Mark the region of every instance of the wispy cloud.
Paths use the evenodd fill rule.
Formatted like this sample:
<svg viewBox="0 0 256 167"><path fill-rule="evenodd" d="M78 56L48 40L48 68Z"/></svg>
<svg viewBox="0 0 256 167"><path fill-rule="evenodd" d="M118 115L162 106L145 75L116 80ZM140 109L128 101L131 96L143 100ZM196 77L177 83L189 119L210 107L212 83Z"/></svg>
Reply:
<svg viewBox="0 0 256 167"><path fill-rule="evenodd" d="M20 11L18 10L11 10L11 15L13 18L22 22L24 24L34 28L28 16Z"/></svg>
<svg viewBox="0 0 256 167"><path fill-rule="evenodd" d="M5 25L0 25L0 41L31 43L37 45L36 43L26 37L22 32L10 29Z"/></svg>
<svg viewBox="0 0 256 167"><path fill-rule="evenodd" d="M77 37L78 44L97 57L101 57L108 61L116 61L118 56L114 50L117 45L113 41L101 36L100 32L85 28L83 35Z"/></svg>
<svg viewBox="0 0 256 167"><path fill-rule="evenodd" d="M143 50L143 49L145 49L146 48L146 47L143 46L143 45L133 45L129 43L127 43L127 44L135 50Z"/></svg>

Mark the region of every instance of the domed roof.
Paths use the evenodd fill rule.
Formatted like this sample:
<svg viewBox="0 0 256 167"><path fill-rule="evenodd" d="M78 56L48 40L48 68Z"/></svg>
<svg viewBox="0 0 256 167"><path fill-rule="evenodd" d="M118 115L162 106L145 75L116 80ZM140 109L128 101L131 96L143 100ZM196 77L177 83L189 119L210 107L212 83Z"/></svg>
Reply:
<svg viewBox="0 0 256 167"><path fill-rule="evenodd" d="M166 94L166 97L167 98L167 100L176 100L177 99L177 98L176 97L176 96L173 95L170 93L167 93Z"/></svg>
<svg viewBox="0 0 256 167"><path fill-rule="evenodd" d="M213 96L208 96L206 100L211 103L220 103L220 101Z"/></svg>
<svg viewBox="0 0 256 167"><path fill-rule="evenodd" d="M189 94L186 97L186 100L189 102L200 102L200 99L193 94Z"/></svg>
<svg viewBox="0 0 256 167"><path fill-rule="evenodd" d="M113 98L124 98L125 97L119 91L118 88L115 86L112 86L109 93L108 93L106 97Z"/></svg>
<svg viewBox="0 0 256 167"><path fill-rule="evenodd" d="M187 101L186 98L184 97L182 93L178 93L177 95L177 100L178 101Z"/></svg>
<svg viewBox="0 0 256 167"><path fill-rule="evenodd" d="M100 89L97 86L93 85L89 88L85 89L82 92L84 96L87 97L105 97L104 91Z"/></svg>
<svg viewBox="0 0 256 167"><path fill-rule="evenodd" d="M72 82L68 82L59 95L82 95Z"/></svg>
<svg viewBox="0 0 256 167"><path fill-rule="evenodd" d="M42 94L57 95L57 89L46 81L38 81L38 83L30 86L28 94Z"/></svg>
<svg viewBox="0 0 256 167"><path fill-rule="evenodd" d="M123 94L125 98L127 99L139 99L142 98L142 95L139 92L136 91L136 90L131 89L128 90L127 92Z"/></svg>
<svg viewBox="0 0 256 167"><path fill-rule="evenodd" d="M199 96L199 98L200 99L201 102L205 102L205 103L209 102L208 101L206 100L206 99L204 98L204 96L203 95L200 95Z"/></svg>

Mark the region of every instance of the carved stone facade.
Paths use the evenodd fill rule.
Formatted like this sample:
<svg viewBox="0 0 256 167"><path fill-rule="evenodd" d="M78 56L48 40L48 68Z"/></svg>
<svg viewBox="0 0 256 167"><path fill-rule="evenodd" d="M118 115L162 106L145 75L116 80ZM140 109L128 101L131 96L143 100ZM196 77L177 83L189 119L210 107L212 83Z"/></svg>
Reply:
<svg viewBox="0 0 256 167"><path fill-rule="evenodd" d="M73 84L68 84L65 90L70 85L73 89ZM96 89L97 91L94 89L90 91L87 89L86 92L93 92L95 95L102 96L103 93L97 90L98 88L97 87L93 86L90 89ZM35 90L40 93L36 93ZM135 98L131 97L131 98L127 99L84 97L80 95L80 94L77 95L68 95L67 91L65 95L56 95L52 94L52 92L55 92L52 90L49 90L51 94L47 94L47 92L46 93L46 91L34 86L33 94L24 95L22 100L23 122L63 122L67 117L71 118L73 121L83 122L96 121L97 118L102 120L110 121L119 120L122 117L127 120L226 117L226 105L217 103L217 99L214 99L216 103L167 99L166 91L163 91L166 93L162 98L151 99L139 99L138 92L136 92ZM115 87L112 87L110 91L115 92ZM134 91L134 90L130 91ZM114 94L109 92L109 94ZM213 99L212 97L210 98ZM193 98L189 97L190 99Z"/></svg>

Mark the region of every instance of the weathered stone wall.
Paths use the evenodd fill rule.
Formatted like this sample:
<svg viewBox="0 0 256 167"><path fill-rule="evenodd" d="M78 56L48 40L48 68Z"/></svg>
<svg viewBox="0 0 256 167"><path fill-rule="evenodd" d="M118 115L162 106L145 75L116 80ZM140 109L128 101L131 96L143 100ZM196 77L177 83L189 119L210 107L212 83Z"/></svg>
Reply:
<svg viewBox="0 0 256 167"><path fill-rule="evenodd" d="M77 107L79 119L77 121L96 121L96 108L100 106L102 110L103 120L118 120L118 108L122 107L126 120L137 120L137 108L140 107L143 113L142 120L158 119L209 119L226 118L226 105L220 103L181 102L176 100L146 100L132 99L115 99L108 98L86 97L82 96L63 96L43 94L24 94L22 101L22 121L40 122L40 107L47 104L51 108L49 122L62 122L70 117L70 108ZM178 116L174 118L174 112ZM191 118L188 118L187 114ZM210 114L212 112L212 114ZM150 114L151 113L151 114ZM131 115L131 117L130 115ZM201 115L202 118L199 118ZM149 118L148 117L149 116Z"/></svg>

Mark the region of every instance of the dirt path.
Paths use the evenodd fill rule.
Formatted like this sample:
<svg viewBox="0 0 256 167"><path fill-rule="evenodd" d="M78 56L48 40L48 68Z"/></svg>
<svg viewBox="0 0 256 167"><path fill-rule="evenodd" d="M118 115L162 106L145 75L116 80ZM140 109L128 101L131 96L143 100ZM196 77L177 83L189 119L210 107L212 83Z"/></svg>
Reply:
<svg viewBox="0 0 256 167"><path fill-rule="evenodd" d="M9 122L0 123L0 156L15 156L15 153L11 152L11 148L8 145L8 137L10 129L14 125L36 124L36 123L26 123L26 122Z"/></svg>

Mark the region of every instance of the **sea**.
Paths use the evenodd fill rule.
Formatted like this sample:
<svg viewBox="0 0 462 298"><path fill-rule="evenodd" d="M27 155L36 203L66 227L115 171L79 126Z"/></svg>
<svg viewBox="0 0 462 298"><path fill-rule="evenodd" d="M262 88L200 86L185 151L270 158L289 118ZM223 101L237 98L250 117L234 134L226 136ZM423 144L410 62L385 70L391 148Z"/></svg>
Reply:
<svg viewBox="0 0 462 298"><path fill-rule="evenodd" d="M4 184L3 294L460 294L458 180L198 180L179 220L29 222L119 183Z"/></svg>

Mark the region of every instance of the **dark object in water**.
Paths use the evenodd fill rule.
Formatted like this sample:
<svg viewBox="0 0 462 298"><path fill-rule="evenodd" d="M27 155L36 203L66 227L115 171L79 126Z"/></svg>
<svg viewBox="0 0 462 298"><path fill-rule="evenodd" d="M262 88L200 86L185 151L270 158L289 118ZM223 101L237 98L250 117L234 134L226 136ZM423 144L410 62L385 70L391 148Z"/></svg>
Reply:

──────

Short task: Report every line of the rows above that contains the word "region", matching case exactly.

Finished exercise:
Mark the region of every instance of the wispy cloud.
Mark the region of every instance of the domed roof.
Mark the region of every instance of the carved stone facade.
Mark the region of every instance of the weathered stone wall.
Mark the region of every instance of the dirt path.
Mark the region of every instance of the **sea**.
Mark the region of every instance of the **dark object in water**.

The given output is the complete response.